> _Records shown_
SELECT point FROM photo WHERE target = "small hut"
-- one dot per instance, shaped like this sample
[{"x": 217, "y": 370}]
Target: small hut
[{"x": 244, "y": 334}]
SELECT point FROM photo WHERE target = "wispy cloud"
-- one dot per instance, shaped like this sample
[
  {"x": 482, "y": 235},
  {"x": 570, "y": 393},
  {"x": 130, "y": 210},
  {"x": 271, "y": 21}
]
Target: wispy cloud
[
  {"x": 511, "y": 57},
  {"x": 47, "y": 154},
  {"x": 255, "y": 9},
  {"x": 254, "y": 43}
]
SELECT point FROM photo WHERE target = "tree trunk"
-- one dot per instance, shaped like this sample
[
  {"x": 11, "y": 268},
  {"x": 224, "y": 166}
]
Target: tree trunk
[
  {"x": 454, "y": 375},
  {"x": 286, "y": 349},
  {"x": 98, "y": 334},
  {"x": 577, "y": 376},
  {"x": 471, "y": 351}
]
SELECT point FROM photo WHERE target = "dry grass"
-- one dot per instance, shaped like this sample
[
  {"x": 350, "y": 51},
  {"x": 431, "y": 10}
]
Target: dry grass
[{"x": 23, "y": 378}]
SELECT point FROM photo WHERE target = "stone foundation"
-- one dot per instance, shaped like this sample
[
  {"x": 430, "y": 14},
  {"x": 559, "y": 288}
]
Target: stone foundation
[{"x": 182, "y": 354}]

> _Written instruction_
Update all the records above by changing "one dot per instance" to "one point per instance" wherever it occurs, leaving every other line as it is.

> _Result for this exercise_
SELECT point FROM photo WHERE target = "small hut"
-- one point per instance, shaped like this sample
[{"x": 217, "y": 370}]
Target: small hut
[{"x": 244, "y": 334}]
SELECT point FROM photo WHERE target = "wispy cloud"
-- one point per instance, shaped like this sample
[
  {"x": 482, "y": 235},
  {"x": 570, "y": 393},
  {"x": 130, "y": 210},
  {"x": 271, "y": 21}
]
Target: wispy cloud
[
  {"x": 511, "y": 57},
  {"x": 47, "y": 154},
  {"x": 255, "y": 9},
  {"x": 254, "y": 43}
]
SELECT point FROM photo WHERE target = "tree trunk"
-- one point per instance, shaped like this sample
[
  {"x": 11, "y": 268},
  {"x": 224, "y": 166}
]
Target: tree trunk
[
  {"x": 454, "y": 375},
  {"x": 286, "y": 349},
  {"x": 98, "y": 334},
  {"x": 577, "y": 376},
  {"x": 471, "y": 351}
]
SELECT point FROM photo WHERE target = "dry grass"
-- one point per instance, shaped like this sample
[
  {"x": 350, "y": 51},
  {"x": 431, "y": 10}
]
Target: dry grass
[{"x": 23, "y": 378}]
SELECT point FROM photo WHERE target = "stone foundation"
-- one point per instance, shaped like this sample
[
  {"x": 430, "y": 14},
  {"x": 559, "y": 288}
]
Target: stone foundation
[{"x": 182, "y": 354}]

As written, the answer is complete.